━━ Data section

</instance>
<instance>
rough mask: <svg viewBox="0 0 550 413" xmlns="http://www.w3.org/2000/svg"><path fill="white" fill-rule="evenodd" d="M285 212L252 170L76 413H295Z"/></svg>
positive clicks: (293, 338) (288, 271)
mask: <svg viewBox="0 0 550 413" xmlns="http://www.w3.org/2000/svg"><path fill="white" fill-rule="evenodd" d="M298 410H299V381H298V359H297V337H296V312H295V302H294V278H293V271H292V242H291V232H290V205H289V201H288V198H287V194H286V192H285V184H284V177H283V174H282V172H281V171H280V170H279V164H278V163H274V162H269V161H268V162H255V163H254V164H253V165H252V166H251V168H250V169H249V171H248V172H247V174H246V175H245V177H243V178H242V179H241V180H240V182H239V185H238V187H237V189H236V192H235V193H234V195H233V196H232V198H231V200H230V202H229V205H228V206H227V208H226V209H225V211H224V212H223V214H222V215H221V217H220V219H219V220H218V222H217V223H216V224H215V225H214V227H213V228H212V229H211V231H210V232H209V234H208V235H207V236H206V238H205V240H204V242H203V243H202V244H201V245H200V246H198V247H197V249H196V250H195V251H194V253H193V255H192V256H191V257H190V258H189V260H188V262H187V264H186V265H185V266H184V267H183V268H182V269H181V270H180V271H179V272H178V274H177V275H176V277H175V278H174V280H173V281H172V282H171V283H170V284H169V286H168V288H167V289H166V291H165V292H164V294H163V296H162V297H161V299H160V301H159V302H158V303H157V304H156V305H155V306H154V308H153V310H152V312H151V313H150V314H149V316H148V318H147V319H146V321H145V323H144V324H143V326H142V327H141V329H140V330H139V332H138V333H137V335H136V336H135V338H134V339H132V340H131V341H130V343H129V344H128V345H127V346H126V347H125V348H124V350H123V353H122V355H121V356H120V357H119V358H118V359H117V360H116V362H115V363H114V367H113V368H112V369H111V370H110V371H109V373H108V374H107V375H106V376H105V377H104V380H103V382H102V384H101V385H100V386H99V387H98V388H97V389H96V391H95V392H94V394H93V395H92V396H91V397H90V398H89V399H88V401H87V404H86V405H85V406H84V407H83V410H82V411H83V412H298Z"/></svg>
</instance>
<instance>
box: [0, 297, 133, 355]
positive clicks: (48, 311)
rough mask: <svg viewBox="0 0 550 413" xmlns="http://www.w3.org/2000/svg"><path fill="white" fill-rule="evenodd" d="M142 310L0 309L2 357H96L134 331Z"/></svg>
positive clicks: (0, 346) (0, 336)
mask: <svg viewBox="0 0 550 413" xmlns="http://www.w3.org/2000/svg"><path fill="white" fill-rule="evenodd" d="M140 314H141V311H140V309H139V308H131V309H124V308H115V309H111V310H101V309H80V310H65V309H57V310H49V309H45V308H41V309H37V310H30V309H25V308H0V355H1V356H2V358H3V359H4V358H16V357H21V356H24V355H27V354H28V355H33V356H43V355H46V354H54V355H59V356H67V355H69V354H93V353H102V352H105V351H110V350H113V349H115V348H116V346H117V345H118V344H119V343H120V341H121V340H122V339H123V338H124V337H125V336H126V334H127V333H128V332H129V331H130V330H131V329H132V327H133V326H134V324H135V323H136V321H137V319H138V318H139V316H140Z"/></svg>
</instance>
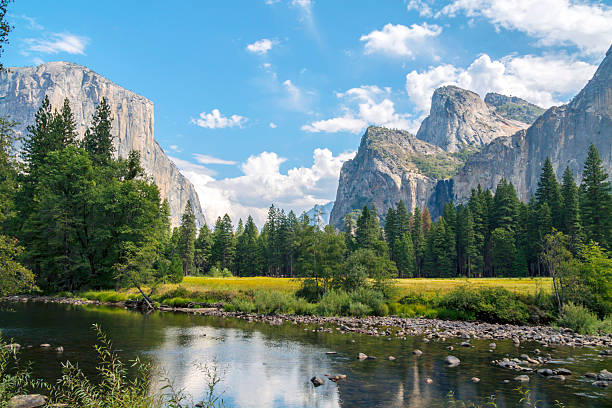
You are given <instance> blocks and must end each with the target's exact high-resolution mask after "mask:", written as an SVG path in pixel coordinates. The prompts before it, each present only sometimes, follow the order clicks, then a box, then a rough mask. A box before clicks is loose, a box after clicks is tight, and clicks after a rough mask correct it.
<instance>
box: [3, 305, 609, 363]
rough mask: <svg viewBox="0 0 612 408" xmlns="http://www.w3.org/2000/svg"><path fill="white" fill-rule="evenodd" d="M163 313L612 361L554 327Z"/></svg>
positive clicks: (607, 347)
mask: <svg viewBox="0 0 612 408" xmlns="http://www.w3.org/2000/svg"><path fill="white" fill-rule="evenodd" d="M0 301H3V302H43V303H62V304H72V305H104V306H114V307H123V308H137V304H136V303H135V302H99V301H95V300H85V299H75V298H65V297H52V296H7V297H3V298H0ZM159 310H160V311H162V312H174V313H190V314H198V315H206V316H217V317H232V318H237V319H243V320H247V321H253V322H262V323H266V324H270V325H281V324H294V325H304V326H306V327H305V328H304V330H313V331H319V332H327V333H335V334H338V335H342V334H345V333H359V334H365V335H369V336H377V337H385V336H386V337H389V338H407V337H410V336H418V337H423V341H424V342H428V341H440V340H441V341H443V340H445V339H447V338H459V339H463V340H465V342H464V343H466V346H469V340H470V339H491V340H504V339H512V341H513V343H514V344H515V345H517V346H518V345H519V344H520V343H521V342H538V343H540V344H542V345H543V346H550V345H562V346H569V347H590V348H596V347H597V348H602V349H603V350H602V351H601V353H602V354H604V355H612V350H611V348H612V336H610V335H606V336H586V335H581V334H577V333H574V332H573V331H572V330H569V329H557V328H553V327H550V326H518V325H511V324H495V323H483V322H467V321H456V320H439V319H424V318H402V317H397V316H384V317H380V316H368V317H323V316H300V315H286V314H278V315H263V314H255V313H242V312H227V311H225V310H223V309H221V308H219V307H199V308H178V307H167V306H161V307H160V308H159Z"/></svg>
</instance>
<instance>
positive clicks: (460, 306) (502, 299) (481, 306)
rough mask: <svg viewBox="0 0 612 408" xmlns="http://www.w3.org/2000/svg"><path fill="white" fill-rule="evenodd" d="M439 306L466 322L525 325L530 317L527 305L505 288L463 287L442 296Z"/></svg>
mask: <svg viewBox="0 0 612 408" xmlns="http://www.w3.org/2000/svg"><path fill="white" fill-rule="evenodd" d="M438 306H439V307H441V308H443V309H447V310H448V311H453V313H457V314H458V315H459V316H462V317H463V318H464V319H466V320H475V319H478V320H482V321H487V322H497V323H525V322H527V319H528V317H529V313H528V309H527V305H526V304H525V303H523V302H521V301H520V300H519V299H518V298H517V296H516V295H515V294H514V293H512V292H510V291H509V290H507V289H503V288H479V289H471V288H468V287H466V286H461V287H458V288H457V289H455V290H453V291H452V292H449V293H447V294H446V295H444V296H442V298H441V299H440V301H439V303H438ZM443 315H444V313H442V316H443ZM442 316H441V317H442Z"/></svg>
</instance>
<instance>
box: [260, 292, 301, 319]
mask: <svg viewBox="0 0 612 408" xmlns="http://www.w3.org/2000/svg"><path fill="white" fill-rule="evenodd" d="M253 301H254V303H255V308H256V311H257V313H263V314H276V313H293V312H294V308H293V306H294V303H295V296H293V295H292V294H290V293H286V292H282V291H279V290H257V291H255V295H254V296H253Z"/></svg>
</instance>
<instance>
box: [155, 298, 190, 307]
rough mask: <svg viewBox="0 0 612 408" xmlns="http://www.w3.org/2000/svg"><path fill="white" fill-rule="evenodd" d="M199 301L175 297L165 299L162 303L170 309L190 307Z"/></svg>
mask: <svg viewBox="0 0 612 408" xmlns="http://www.w3.org/2000/svg"><path fill="white" fill-rule="evenodd" d="M195 301H197V299H187V298H182V297H175V298H170V299H164V300H163V301H162V302H161V303H162V305H165V306H170V307H188V306H189V304H190V303H192V302H195Z"/></svg>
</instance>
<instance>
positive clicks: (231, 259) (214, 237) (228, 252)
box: [212, 214, 235, 269]
mask: <svg viewBox="0 0 612 408" xmlns="http://www.w3.org/2000/svg"><path fill="white" fill-rule="evenodd" d="M234 251H235V242H234V227H233V226H232V220H231V219H230V217H229V215H227V214H225V215H224V216H223V218H221V217H218V218H217V222H216V223H215V229H214V231H213V246H212V263H213V265H214V266H217V267H218V268H220V269H226V268H227V269H229V268H231V267H232V265H233V263H234V254H235V252H234Z"/></svg>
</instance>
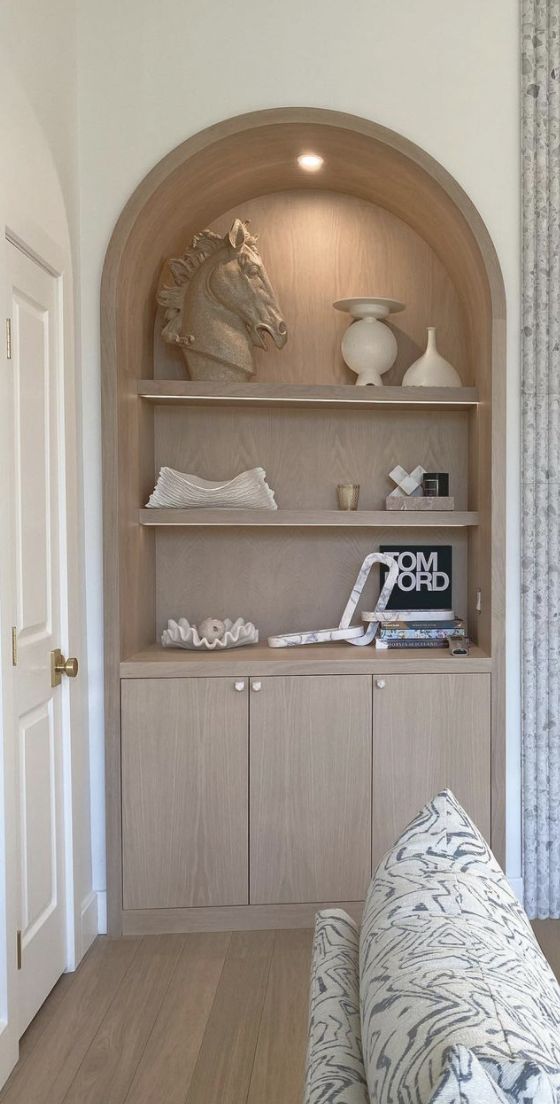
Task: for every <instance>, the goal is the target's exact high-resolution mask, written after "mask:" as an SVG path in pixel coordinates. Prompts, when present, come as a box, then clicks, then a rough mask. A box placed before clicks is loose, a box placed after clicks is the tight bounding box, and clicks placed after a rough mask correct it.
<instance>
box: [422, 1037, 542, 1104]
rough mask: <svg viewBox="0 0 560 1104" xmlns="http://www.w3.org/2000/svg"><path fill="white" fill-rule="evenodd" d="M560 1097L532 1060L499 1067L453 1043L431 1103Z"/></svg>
mask: <svg viewBox="0 0 560 1104" xmlns="http://www.w3.org/2000/svg"><path fill="white" fill-rule="evenodd" d="M493 1073H494V1074H495V1075H496V1076H497V1079H498V1080H497V1081H495V1080H494V1076H493ZM556 1098H557V1097H556V1093H554V1090H553V1087H552V1084H551V1082H550V1080H549V1078H547V1075H546V1073H542V1071H541V1070H539V1069H538V1068H537V1066H535V1065H533V1064H532V1063H531V1062H510V1063H507V1064H506V1066H505V1068H497V1066H496V1063H492V1062H487V1061H485V1060H484V1059H482V1060H480V1061H478V1059H477V1058H476V1055H475V1054H473V1052H472V1051H471V1050H467V1049H466V1047H451V1048H450V1050H448V1051H447V1053H446V1055H445V1065H444V1071H443V1076H442V1080H441V1082H440V1084H439V1086H437V1089H436V1090H435V1093H434V1094H433V1096H432V1098H431V1101H430V1104H510V1102H511V1101H519V1100H521V1101H522V1102H524V1104H556Z"/></svg>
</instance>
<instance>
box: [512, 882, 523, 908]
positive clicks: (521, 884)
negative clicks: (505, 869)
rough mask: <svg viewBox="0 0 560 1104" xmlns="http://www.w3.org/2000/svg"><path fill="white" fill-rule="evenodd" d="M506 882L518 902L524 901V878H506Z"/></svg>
mask: <svg viewBox="0 0 560 1104" xmlns="http://www.w3.org/2000/svg"><path fill="white" fill-rule="evenodd" d="M508 882H509V884H510V887H511V889H513V891H514V893H515V895H516V898H518V900H519V902H520V904H522V903H524V880H522V878H508Z"/></svg>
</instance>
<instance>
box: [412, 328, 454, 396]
mask: <svg viewBox="0 0 560 1104" xmlns="http://www.w3.org/2000/svg"><path fill="white" fill-rule="evenodd" d="M402 385H403V388H461V385H462V383H461V375H459V374H458V372H457V370H456V369H455V368H453V364H450V362H448V360H445V357H442V355H441V353H440V352H439V351H437V344H436V340H435V326H429V327H427V344H426V351H425V353H423V355H422V357H419V359H418V360H415V361H414V363H413V364H411V365H410V368H409V369H408V371H406V372H405V373H404V376H403V381H402Z"/></svg>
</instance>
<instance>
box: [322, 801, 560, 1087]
mask: <svg viewBox="0 0 560 1104" xmlns="http://www.w3.org/2000/svg"><path fill="white" fill-rule="evenodd" d="M511 1102H519V1104H521V1102H522V1104H560V989H559V986H558V984H557V981H556V978H554V976H553V974H552V972H551V969H550V967H549V966H548V963H547V962H546V959H545V957H543V955H542V953H541V951H540V948H539V945H538V943H537V941H536V938H535V936H533V934H532V930H531V926H530V924H529V921H528V919H527V916H526V914H525V912H524V910H522V909H521V906H520V904H519V902H518V901H517V898H516V896H515V894H514V893H513V891H511V889H510V888H509V884H508V882H507V880H506V878H505V875H504V873H503V871H501V870H500V867H499V866H498V863H497V862H496V859H495V858H494V856H493V853H492V851H490V850H489V848H488V846H487V843H486V842H485V840H484V839H483V837H482V836H480V834H479V831H478V830H477V828H476V827H475V825H474V824H473V822H472V820H469V818H468V816H467V815H466V813H465V810H464V809H463V808H462V807H461V805H459V804H458V802H457V800H456V799H455V797H454V796H453V794H452V793H450V790H444V792H443V793H441V794H437V796H436V797H434V799H433V800H432V802H430V803H429V805H426V806H425V808H423V809H422V811H421V813H420V814H419V815H418V817H416V818H415V819H414V820H413V821H412V824H410V825H409V827H408V828H406V829H405V830H404V831H403V832H402V835H401V836H400V838H399V839H398V840H397V842H395V843H394V846H393V847H392V848H391V850H390V851H389V852H388V854H387V856H385V857H384V859H383V860H382V862H381V863H380V866H379V867H378V870H377V871H376V874H374V877H373V879H372V881H371V884H370V888H369V891H368V895H367V900H366V904H364V910H363V916H362V924H361V928H360V930H358V927H357V925H356V924H355V923H353V921H352V920H351V919H350V917H349V916H348V915H347V914H346V913H345V912H342V911H341V910H339V909H329V910H326V911H323V912H320V913H318V915H317V919H316V927H315V940H314V951H313V965H311V985H310V1002H309V1040H308V1053H307V1070H306V1084H305V1104H511Z"/></svg>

━━━━

*Task objective:*
Among the records above, locate the line containing "box: [260, 292, 301, 319]" and the line containing "box: [422, 1037, 542, 1104]", then transcribe exactly the lines starting at the first and ending at the second, with no pictures.

*Output below:*
box: [260, 292, 301, 319]
mask: <svg viewBox="0 0 612 408" xmlns="http://www.w3.org/2000/svg"><path fill="white" fill-rule="evenodd" d="M253 301H254V303H255V308H256V311H257V313H263V314H276V313H293V312H294V308H293V306H294V303H295V296H293V295H292V294H290V293H286V292H282V291H279V290H257V291H255V295H254V296H253Z"/></svg>
</instance>
<instance>
box: [155, 298, 190, 307]
rough mask: <svg viewBox="0 0 612 408" xmlns="http://www.w3.org/2000/svg"><path fill="white" fill-rule="evenodd" d="M199 301L175 297L165 299L162 303L170 309L190 307Z"/></svg>
mask: <svg viewBox="0 0 612 408" xmlns="http://www.w3.org/2000/svg"><path fill="white" fill-rule="evenodd" d="M195 301H197V299H187V298H182V297H175V298H170V299H164V300H163V301H162V302H161V303H162V305H165V306H170V307H188V306H189V304H190V303H192V302H195Z"/></svg>
</instance>
<instance>
positive clicks: (231, 259) (214, 237) (228, 252)
box: [212, 214, 235, 269]
mask: <svg viewBox="0 0 612 408" xmlns="http://www.w3.org/2000/svg"><path fill="white" fill-rule="evenodd" d="M234 251H235V242H234V227H233V226H232V220H231V219H230V217H229V215H227V214H225V215H224V216H223V218H221V217H218V218H217V222H216V223H215V229H214V231H213V246H212V263H213V265H214V266H217V267H218V268H220V269H226V268H227V269H229V268H231V267H232V265H233V263H234V254H235V252H234Z"/></svg>
</instance>
Task: for every <instance>, the goal is the target's exact high-resolution mask, written after "mask:" as an SVG path in pixel coordinates. Prompts, when present, come as a box, then clicks, then a rough mask. A box placed before clicks is loose, a box placed after clicks is the tight bounding box, and clicks placed after a rough mask correct it.
<instance>
box: [422, 1037, 542, 1104]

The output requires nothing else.